• Supplied text:
(begin)

# Tuner¶

Tuner is one of the three key components of Finetuner. Given an embedding model and labeled data, Tuner trains the model to fit the data.

Labeled data can be constructed by following this.

## fit method¶

Tuner can be called via finetuner.fit(). Its minimum form is as follows:

import finetuner

finetuner.fit(
embed_model,
train_data,
**kwargs
)


Here, embed_model must be an embedding model; and train_data must be labeled data. Other parameters such as epochs, optimizer can be found in the Developer Reference.

### loss argument¶

Loss function of the Tuner can be specified via the loss argument of finetuner.fit().

By default, Tuner uses SiameseLoss (with cosince distance) for training. You can also use other built-in losses by specifying finetuner.fit(..., loss='...').

Let $$\mathbf{x}_i$$ denotes the predicted embedding for Document $$i$$. The built-in losses are summarized as follows:

SiameseLoss

$\ell_{i,j} = \mathrm{sim}(i,j)d(\mathbf{x}_i, \mathbf{x}_j) + (1 - \mathrm{sim}(i,j))\max(m - d(\mathbf{x}_i, \mathbf{x}_j))$
, where $$\mathrm{sim}(i,j)$$ equals 1 Document $$i$$ and $$j$$ are positively related, and 0 otherwise, $$d(\mathbf{x}_i, \mathbf{x}_j)$$ represents the distance between $$\mathbf{x}_i$$ and $$\mathbf{x}_j$$ and $$m$$ is the “margin”, the desired wedge between dis-similar items.

(end)

• Recorded information:

(begin)

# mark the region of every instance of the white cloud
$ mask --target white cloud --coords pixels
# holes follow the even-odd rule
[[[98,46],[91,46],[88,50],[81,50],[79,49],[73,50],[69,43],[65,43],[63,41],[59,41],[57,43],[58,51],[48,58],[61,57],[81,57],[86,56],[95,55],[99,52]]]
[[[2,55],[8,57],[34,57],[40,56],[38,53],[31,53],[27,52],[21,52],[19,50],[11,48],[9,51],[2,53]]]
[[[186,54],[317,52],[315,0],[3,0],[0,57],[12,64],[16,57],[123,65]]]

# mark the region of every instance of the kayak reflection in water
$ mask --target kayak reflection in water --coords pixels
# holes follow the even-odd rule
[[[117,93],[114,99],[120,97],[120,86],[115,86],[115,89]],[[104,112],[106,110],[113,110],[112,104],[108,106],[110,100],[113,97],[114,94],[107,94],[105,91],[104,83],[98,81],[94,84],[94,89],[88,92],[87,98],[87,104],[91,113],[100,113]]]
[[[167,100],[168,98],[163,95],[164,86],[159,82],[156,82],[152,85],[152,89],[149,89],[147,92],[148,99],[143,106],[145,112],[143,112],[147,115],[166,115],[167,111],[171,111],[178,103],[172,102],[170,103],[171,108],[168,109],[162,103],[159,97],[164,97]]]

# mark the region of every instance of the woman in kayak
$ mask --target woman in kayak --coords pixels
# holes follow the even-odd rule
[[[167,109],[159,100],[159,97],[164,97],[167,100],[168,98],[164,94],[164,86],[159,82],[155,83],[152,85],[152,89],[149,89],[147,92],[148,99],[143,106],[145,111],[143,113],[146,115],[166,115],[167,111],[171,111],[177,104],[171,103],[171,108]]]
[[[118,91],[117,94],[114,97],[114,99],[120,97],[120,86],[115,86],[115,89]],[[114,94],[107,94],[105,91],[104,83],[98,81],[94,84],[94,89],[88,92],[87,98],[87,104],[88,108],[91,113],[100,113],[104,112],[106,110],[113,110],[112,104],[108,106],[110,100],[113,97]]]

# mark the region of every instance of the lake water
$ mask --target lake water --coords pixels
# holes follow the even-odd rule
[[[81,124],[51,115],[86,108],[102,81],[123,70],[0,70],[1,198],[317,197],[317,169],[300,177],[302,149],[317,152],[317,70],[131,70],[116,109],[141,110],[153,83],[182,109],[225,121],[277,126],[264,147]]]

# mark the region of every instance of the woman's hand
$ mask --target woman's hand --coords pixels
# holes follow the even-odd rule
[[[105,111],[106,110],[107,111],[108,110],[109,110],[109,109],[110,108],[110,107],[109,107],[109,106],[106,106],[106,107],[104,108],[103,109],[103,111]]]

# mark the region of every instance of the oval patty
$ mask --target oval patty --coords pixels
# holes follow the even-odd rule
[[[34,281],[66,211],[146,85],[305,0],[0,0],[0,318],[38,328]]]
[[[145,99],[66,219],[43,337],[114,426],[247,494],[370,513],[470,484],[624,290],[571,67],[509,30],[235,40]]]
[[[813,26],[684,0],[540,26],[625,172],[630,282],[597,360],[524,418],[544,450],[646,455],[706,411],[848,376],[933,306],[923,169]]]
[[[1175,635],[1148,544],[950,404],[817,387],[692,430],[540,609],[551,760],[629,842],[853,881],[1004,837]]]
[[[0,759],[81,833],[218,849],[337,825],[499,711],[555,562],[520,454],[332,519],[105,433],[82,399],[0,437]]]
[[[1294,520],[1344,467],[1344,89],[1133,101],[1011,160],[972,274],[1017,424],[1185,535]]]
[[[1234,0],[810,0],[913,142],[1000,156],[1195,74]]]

(end)
(begin)

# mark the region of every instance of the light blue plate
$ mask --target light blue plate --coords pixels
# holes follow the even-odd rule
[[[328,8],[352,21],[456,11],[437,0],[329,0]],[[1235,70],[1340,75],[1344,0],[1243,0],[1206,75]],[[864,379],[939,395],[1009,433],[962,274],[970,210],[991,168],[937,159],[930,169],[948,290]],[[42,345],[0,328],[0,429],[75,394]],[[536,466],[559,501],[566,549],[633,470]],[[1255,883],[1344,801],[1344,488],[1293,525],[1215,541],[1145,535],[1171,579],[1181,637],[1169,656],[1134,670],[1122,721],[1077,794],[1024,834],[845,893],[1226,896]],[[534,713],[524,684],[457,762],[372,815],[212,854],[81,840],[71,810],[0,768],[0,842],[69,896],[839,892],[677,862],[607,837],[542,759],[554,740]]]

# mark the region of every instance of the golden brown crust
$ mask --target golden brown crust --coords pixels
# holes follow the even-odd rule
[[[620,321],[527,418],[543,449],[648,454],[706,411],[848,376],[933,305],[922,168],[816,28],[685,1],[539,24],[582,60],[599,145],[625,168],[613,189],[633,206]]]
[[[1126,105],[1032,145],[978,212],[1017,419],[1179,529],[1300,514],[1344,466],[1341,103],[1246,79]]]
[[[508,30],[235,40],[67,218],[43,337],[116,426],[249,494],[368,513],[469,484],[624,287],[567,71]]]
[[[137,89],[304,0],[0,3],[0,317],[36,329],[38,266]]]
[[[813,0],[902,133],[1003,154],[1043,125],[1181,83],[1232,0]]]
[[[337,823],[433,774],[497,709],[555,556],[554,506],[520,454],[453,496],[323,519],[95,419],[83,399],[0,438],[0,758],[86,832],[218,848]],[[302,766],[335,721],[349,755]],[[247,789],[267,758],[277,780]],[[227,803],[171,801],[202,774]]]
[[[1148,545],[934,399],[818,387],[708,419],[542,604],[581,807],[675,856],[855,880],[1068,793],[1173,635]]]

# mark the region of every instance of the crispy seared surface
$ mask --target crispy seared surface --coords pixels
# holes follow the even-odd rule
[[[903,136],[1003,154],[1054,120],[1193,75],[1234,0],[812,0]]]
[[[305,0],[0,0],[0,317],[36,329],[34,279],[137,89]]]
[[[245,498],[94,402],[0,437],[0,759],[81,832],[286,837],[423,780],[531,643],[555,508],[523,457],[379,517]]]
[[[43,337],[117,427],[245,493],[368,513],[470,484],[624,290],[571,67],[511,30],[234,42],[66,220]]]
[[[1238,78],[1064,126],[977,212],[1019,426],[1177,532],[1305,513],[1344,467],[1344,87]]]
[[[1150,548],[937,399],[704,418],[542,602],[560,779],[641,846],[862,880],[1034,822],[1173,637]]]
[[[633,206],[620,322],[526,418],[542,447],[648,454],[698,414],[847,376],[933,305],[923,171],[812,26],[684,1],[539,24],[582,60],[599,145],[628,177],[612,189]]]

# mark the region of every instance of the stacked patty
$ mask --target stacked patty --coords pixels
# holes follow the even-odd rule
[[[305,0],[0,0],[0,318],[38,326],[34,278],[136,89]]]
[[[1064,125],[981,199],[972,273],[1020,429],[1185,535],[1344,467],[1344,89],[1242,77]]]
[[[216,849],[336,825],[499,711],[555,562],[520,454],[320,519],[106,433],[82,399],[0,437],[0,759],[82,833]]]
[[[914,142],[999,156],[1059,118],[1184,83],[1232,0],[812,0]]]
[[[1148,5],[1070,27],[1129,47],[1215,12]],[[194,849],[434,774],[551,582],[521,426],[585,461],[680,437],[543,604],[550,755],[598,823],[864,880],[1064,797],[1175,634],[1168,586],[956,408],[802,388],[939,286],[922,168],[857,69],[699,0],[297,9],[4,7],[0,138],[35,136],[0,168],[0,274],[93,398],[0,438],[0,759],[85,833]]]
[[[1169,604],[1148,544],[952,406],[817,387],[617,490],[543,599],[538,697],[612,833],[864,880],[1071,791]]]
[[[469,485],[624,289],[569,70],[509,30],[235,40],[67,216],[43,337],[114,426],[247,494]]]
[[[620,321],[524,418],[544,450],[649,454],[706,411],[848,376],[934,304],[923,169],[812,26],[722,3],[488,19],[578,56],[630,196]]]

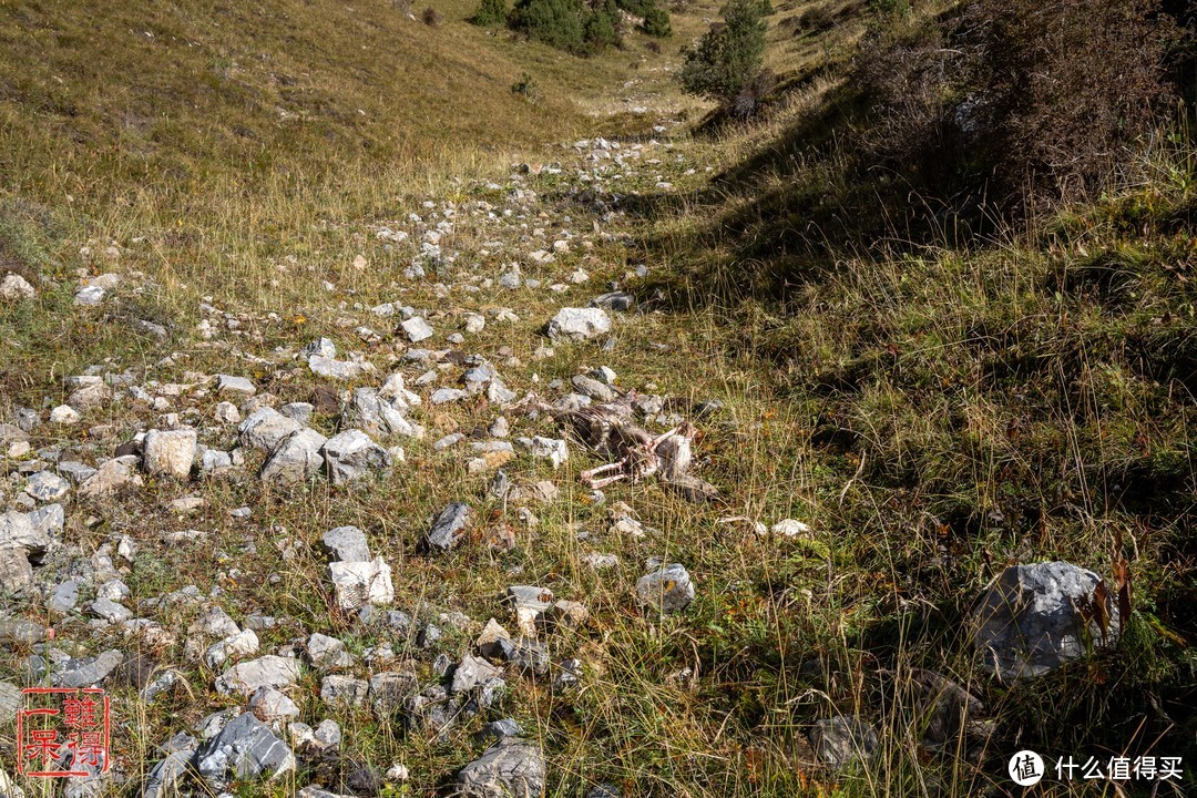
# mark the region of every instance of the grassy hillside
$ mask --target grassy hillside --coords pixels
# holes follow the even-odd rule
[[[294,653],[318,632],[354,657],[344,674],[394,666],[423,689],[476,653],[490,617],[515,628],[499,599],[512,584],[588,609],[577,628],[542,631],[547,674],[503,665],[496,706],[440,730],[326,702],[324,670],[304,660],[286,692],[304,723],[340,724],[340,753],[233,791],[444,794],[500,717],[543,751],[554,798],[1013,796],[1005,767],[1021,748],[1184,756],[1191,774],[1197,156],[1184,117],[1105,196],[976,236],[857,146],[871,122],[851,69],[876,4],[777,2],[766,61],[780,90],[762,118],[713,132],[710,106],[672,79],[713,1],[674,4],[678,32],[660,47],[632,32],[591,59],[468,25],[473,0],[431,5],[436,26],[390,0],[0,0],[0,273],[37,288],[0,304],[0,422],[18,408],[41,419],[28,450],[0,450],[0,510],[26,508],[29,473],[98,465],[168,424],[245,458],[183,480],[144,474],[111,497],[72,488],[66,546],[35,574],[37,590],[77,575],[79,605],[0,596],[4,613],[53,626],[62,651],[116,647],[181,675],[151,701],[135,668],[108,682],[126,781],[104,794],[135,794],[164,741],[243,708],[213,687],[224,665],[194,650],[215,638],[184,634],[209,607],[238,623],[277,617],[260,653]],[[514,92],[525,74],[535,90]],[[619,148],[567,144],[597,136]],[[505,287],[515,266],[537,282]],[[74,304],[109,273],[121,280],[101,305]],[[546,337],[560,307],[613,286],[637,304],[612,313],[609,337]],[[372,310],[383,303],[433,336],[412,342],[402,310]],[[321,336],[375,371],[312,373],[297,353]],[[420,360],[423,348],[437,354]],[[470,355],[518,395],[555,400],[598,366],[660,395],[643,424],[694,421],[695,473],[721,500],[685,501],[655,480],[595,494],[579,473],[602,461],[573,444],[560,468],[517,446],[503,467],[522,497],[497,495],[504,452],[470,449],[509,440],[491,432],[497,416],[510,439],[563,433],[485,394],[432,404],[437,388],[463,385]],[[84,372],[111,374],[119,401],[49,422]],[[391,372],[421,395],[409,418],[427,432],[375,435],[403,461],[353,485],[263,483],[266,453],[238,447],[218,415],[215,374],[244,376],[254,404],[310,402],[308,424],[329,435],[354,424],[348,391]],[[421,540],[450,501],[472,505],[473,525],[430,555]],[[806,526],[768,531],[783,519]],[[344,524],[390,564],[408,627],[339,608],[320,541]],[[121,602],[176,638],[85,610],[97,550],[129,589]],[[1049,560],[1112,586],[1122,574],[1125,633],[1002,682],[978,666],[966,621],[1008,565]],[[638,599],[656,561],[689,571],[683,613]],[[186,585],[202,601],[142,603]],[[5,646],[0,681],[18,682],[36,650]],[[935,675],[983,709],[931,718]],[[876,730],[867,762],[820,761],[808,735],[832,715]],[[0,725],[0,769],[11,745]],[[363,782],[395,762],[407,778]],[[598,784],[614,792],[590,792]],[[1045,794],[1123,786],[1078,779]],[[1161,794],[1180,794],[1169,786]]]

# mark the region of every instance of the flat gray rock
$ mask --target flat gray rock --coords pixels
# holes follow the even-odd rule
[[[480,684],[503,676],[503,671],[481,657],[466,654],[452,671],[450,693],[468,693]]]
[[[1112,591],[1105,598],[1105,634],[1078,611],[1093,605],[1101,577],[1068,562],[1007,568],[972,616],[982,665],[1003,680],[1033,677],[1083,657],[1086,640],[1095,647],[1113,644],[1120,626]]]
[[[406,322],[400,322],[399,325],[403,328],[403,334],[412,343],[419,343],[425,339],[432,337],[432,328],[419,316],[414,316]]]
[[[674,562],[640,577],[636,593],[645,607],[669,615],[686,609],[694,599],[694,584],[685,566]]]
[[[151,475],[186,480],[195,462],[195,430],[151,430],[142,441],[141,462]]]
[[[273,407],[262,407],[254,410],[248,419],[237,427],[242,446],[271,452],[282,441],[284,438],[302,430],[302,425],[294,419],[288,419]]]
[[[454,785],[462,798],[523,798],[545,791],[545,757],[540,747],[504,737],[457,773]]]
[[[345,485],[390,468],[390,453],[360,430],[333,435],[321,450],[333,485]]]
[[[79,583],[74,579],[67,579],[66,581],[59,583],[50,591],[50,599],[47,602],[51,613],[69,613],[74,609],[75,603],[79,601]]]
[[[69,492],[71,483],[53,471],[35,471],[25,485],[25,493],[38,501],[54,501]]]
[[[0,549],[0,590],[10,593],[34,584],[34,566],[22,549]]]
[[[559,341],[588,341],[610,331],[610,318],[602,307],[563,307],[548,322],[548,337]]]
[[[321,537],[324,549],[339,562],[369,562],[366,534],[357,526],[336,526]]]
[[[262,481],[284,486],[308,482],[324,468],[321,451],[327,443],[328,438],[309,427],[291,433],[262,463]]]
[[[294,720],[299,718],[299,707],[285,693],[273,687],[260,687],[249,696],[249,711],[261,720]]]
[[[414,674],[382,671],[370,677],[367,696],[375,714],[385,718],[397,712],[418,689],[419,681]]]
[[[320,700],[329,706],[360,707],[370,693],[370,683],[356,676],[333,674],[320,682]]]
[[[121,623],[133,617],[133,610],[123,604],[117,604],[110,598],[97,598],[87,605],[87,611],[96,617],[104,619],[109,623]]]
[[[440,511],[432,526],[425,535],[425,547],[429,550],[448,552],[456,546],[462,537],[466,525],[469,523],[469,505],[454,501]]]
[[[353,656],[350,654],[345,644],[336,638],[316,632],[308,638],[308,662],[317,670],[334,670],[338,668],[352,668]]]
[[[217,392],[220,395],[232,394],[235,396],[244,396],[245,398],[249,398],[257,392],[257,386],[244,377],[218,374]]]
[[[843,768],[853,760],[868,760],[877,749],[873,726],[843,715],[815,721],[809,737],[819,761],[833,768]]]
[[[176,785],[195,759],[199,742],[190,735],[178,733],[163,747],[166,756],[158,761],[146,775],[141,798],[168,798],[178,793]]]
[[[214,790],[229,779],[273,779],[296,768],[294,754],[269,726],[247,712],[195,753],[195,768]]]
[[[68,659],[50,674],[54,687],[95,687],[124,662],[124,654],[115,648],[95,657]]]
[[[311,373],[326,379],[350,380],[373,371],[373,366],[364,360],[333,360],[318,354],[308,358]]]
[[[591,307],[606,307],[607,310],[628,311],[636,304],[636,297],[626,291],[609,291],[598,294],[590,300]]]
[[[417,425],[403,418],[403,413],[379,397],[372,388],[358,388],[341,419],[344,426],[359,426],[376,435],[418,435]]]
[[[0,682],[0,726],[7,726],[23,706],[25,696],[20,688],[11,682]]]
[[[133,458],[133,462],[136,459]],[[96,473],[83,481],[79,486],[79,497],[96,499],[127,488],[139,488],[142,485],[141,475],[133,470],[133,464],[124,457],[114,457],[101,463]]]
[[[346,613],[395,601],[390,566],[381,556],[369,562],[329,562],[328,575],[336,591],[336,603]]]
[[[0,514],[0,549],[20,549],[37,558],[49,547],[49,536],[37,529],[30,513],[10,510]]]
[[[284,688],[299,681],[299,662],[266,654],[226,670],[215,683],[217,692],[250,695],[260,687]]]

(end)

• Task set:
#1 According to the Tuner documentation, which function is used to call Tuner?
#2 Please reproduce word for word the passage of the Tuner documentation that begins at the words "By default, Tuner" and stops after "specifying finetuner.fit(..., loss='...').".

• Correct answers:
#1 finetuner.fit()

#2
By default, Tuner uses SiameseLoss (with cosince distance) for training. You can also use other built-in losses by specifying finetuner.fit(..., loss='...').